Photo-based point labeling data:
------------------------------------

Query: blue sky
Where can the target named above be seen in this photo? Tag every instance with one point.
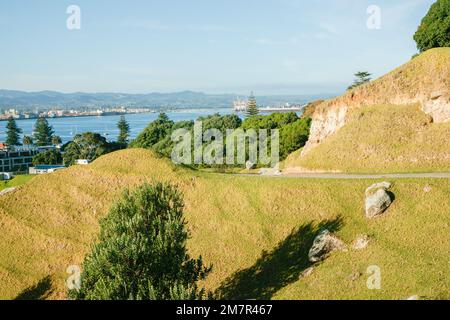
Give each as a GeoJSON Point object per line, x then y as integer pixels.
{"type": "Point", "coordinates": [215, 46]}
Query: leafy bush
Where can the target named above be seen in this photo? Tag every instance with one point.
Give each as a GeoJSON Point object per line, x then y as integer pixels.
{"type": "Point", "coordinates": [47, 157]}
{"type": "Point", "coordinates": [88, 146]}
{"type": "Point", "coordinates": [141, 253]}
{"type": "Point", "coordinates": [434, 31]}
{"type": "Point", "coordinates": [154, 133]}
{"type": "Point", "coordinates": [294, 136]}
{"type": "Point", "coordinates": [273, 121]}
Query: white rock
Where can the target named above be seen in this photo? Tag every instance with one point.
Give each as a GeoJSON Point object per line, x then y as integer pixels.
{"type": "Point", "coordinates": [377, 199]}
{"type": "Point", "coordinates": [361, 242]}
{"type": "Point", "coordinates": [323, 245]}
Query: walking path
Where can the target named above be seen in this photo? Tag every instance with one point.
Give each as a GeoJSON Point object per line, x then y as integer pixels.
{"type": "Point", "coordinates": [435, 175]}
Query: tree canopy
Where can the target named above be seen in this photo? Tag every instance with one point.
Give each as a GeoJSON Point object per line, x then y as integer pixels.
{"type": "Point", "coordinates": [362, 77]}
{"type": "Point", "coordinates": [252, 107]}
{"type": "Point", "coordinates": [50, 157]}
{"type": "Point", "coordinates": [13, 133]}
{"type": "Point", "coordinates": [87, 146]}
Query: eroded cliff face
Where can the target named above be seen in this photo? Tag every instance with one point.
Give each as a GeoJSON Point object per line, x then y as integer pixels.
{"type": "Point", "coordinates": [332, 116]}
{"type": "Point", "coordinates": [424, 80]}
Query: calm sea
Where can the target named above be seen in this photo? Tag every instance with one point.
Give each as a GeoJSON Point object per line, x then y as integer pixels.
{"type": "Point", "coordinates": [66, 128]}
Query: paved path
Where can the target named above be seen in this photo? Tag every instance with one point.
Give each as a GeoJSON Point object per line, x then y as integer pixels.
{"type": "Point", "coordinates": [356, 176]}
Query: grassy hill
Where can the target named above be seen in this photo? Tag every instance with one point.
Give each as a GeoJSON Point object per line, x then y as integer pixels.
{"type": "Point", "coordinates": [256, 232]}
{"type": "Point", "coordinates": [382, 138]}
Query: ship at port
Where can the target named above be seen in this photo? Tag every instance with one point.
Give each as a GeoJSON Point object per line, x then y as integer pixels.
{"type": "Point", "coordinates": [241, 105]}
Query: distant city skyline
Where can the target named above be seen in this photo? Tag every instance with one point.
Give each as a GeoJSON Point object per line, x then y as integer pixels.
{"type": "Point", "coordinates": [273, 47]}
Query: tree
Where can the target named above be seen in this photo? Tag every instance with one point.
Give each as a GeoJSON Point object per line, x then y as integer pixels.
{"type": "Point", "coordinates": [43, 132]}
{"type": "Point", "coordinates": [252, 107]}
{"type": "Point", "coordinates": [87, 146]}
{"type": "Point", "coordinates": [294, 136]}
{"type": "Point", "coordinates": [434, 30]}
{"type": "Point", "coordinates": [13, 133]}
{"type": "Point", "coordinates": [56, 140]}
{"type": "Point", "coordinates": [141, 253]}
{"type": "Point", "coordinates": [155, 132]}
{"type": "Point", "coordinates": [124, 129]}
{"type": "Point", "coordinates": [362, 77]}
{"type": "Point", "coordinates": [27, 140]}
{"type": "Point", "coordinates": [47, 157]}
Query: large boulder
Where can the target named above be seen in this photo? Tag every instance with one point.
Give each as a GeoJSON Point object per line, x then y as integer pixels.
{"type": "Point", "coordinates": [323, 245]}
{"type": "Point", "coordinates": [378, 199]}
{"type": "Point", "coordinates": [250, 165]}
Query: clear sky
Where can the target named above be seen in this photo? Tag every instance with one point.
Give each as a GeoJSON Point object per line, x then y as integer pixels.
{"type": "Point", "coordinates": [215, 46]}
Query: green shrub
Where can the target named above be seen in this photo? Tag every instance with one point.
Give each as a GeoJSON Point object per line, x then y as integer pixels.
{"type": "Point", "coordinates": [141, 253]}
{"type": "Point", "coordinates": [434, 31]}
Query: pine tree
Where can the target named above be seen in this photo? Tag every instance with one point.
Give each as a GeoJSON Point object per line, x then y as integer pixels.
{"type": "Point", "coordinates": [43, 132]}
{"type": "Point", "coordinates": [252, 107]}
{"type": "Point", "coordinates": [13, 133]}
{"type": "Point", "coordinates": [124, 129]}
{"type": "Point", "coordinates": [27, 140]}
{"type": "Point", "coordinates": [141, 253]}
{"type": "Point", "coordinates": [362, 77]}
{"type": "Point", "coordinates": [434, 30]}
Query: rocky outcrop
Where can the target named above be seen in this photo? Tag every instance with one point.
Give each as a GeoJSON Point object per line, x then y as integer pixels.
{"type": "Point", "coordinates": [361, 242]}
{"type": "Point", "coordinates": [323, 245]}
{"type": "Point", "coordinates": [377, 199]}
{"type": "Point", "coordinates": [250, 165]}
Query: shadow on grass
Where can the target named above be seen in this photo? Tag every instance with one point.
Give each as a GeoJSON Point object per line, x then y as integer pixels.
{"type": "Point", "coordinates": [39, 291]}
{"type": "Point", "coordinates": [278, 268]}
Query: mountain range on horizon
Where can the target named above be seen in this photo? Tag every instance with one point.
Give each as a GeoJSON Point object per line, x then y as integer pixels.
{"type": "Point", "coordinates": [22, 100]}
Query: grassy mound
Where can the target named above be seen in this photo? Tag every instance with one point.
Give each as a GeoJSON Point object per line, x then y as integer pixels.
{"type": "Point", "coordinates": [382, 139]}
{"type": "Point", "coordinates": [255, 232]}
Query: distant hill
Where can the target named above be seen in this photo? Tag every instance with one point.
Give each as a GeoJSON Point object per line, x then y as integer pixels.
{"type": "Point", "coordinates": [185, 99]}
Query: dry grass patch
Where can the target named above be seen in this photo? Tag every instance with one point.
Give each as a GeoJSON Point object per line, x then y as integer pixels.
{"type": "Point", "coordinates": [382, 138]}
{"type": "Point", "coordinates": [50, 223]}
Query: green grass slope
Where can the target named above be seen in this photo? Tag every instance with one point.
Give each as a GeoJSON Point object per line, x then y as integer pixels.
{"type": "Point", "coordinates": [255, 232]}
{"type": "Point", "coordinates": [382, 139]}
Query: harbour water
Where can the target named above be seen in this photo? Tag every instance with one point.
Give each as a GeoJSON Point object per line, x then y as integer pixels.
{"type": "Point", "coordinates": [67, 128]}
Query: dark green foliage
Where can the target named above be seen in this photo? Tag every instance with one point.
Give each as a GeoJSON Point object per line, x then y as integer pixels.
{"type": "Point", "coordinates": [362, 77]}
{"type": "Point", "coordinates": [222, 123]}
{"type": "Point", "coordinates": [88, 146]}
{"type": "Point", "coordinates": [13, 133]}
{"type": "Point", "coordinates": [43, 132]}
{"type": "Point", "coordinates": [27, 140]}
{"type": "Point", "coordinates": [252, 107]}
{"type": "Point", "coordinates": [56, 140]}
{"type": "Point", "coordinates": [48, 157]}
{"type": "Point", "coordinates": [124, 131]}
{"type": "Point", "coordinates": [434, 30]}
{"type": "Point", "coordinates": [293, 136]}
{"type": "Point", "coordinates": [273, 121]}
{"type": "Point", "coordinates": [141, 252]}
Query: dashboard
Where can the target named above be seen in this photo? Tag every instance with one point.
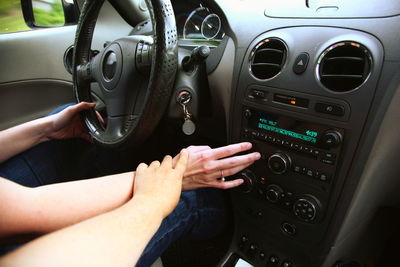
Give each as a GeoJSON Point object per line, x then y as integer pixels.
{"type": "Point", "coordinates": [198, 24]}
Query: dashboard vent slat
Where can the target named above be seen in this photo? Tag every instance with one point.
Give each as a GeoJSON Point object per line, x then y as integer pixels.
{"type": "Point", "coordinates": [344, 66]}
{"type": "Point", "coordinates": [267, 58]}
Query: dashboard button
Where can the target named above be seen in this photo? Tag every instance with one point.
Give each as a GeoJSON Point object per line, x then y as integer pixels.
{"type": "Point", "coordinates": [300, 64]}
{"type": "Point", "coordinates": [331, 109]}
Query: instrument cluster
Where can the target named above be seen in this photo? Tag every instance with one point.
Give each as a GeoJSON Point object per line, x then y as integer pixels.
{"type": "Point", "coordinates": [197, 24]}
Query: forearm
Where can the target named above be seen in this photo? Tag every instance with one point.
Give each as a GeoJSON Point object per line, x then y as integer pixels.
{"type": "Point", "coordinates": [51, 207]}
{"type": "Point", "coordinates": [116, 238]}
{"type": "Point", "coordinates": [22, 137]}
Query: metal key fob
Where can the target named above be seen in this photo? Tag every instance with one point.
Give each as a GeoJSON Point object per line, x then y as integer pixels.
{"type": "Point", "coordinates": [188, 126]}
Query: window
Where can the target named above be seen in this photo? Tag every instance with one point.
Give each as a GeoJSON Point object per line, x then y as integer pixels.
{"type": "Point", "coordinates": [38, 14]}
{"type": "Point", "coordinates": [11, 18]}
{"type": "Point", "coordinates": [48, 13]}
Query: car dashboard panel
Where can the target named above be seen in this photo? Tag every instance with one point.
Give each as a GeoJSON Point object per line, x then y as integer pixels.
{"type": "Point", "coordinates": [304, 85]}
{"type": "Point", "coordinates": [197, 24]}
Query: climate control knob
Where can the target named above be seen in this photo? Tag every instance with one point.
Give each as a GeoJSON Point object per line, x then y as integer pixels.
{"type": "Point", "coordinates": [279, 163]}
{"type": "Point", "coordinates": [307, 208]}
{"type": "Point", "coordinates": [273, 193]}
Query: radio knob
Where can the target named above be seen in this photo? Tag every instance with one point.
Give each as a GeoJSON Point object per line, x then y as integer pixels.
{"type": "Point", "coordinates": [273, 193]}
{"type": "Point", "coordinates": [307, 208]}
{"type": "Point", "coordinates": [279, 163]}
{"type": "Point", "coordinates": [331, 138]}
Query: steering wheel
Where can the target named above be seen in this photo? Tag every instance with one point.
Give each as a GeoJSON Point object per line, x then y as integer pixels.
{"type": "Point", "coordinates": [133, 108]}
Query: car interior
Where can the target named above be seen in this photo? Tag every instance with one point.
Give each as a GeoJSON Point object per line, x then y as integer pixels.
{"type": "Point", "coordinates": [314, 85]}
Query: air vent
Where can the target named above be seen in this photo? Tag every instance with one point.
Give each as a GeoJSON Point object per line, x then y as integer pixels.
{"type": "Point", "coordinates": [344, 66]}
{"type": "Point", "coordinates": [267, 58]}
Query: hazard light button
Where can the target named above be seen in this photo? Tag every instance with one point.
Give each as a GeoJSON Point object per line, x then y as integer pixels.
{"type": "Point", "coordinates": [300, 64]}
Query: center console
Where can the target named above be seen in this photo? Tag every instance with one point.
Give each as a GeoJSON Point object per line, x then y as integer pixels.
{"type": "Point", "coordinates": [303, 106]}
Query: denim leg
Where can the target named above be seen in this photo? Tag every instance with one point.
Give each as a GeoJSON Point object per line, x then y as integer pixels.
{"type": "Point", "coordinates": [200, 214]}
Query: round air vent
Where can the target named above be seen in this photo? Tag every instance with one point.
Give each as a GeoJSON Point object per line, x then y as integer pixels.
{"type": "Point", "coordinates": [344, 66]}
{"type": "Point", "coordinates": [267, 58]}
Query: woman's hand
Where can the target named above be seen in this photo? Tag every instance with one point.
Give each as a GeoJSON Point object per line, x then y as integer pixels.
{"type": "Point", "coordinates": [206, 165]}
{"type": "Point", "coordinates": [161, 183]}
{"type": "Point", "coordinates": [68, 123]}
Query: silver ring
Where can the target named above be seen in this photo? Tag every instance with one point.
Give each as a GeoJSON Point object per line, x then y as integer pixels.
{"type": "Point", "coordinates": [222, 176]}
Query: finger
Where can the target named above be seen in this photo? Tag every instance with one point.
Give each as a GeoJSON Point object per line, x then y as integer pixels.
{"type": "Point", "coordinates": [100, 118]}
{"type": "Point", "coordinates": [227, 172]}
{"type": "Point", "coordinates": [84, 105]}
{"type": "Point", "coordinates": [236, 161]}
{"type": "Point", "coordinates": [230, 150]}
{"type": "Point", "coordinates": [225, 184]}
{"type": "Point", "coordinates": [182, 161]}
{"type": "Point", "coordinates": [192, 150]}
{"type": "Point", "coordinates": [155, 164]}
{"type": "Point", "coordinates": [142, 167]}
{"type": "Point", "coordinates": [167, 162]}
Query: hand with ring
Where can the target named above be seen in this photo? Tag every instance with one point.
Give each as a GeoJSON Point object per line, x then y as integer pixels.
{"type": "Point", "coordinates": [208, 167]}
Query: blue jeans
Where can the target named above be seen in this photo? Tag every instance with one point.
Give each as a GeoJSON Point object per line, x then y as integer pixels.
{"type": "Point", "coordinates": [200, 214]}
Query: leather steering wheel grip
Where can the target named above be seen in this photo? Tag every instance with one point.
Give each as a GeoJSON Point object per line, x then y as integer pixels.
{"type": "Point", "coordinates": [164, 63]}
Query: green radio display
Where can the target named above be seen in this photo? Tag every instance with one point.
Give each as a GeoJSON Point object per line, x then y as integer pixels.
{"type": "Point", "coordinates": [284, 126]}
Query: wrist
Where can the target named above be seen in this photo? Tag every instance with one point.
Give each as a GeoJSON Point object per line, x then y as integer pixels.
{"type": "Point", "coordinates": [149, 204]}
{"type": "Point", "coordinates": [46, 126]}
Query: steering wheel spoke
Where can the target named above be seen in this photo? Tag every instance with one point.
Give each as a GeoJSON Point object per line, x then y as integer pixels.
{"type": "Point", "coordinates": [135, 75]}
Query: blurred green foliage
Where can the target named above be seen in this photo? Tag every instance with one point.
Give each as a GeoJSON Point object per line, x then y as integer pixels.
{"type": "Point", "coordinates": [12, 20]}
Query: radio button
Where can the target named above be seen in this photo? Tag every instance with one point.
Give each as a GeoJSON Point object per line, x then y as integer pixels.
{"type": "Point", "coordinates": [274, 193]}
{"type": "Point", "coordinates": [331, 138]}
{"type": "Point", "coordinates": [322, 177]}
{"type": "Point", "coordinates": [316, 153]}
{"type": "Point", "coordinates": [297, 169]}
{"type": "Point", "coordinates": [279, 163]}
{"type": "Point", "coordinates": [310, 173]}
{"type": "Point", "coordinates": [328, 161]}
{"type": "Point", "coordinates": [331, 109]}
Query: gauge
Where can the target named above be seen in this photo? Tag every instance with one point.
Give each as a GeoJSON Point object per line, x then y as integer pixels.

------------------------------------

With both ends included, please retype exactly the lines from the line containing "Query: wrist" to the final line of the data.

EXERCISE RESPONSE:
Query: wrist
Where can the target named above be seen in this photo? Tag every instance with one point.
Give each as a GeoJSON Point object per line, x then y as integer pixels.
{"type": "Point", "coordinates": [149, 204]}
{"type": "Point", "coordinates": [46, 126]}
Query: steering wheel spoke
Where can the target named above be seen in this photo? Tag every instance with one point.
Give each as a GeoJSON Point object per line, x then y as integer pixels.
{"type": "Point", "coordinates": [135, 75]}
Query: blurred green foliage
Where can the target named above be seen in this photo? Tag every instance with one point.
Give each as a GeoJSON Point object per line, x then y as integer pixels.
{"type": "Point", "coordinates": [12, 20]}
Query: radio button
Where can the target named above be seen in this photo? Tag every instance with one point.
Give each as a GeoJSON Point object per line, x then y as integer pixels.
{"type": "Point", "coordinates": [274, 193]}
{"type": "Point", "coordinates": [331, 138]}
{"type": "Point", "coordinates": [322, 177]}
{"type": "Point", "coordinates": [316, 153]}
{"type": "Point", "coordinates": [297, 169]}
{"type": "Point", "coordinates": [279, 163]}
{"type": "Point", "coordinates": [310, 173]}
{"type": "Point", "coordinates": [328, 161]}
{"type": "Point", "coordinates": [331, 109]}
Query: gauge
Where can the target named above be seen in this photo? Tag every instance with one point.
Give each as a GeoJSON Point object per line, x then y as integer pixels.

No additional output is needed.